<<<<

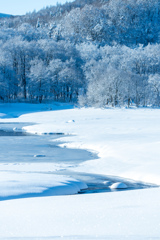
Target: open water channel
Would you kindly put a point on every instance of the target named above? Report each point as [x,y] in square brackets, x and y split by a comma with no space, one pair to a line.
[29,148]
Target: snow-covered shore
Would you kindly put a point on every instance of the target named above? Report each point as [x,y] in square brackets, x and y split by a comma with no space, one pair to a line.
[127,143]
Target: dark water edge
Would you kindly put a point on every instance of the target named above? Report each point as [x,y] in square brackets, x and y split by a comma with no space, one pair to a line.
[53,153]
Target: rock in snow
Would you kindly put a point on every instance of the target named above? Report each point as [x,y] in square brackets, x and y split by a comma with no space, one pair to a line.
[119,185]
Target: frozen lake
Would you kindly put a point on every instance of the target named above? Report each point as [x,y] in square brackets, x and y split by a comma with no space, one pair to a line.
[23,148]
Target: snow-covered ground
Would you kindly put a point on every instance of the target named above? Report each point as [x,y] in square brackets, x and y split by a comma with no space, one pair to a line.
[127,143]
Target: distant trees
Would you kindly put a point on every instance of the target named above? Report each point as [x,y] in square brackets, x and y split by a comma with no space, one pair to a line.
[103,53]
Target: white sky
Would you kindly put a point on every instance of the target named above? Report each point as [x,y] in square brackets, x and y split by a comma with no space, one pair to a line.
[20,7]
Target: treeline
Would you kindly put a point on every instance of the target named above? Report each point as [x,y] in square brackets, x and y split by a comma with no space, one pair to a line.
[103,53]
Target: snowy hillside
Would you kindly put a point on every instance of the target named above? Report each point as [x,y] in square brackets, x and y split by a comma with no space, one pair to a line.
[101,53]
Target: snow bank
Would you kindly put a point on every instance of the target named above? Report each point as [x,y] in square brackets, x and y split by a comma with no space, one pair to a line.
[126,140]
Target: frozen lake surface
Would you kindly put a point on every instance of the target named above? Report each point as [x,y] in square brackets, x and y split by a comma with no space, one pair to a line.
[24,148]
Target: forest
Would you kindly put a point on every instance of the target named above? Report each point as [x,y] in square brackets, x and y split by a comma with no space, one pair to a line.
[92,52]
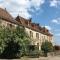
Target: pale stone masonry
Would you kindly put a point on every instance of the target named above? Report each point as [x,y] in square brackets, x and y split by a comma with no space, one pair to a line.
[37,33]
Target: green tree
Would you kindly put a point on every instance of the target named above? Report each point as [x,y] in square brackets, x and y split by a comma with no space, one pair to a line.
[46,47]
[13,42]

>>>>

DO THIS: Rewrite every one of the records above with each "Would you kindly" changed to "Please" and nothing else altered. Leave the pictures out of your answer.

EXERCISE ANSWER:
Target: open water channel
Please put a point on every instance of the target named above? Report each point as [x,y] in square brackets, x and y split by a comma with no space, one pair to a line.
[29,148]
Target: snow-covered shore
Please put a point on every instance of the target named above? Report each point as [x,y] in square brackets, x and y split by a comma with no space, one pair to a line.
[127,143]
Target: dark water edge
Please put a point on every instance of the target named above? Report each point as [x,y] in square brackets, x and y split by a comma with no space, one pair to a line.
[53,153]
Target: rock in snow
Please put a point on every instance of the target named above? Report each point as [x,y] in square brackets, x and y split by a comma with no space, one pair to a line.
[119,185]
Target: frozen lake
Please put a point on every instance of the target named above? Report each point as [x,y] in square brackets, x and y split by a comma with no space, one pair to a line.
[23,148]
Target: snow-covered ground
Please put a point on every instance of the target named above? Report each point as [x,y] in square brackets, x and y split by a comma with no space, one pair to a line.
[127,143]
Target: distant trees
Please put a point on every instance of the target named above? Report each point as [x,y] in square brackets, x and y split by a comma with no space, one pair to a line.
[103,53]
Target: white sky
Please put a point on every instance of the target named above? Report each point as [x,y] in square brackets, x and y split by a comma with no space, one pair to a line.
[20,7]
Target: treeline
Please put a point on every instance of the target named above? Report each point as [x,y] in square brackets, x and y split by a comma with no space, one pair to a line.
[103,53]
Target: snowy hillside
Please put a point on every instance of the target named above? Report each point as [x,y] in square brackets, x and y split by a comma with no space, one pair to a line.
[101,53]
Target: snow bank
Please put a point on every instance of the target named above? Report each point as [x,y] in square brackets, x and y split by a comma with no space, one pair to a line.
[126,140]
Target: frozen lake surface
Please put a point on every instance of the target named above? Report each point as [x,y] in square brackets, x and y split by a comma with no space, one pair to a line.
[24,148]
Target: forest
Please put a point on every instance of the target named above? Report each point as [x,y] in square brackets, x and y split by a comma with no space, one pair to a line.
[92,52]
Target: pale stone masonry
Please put a point on every instance of the target named above? Report each point as [x,y] in square brackets, x and y split by a comma with no space, one pair to a line.
[37,33]
Target: green tree
Please put a point on every instance of the target named above? Report each point as [x,y] in square brackets, x and y split by a comma with no space, one pair to a line.
[46,47]
[13,42]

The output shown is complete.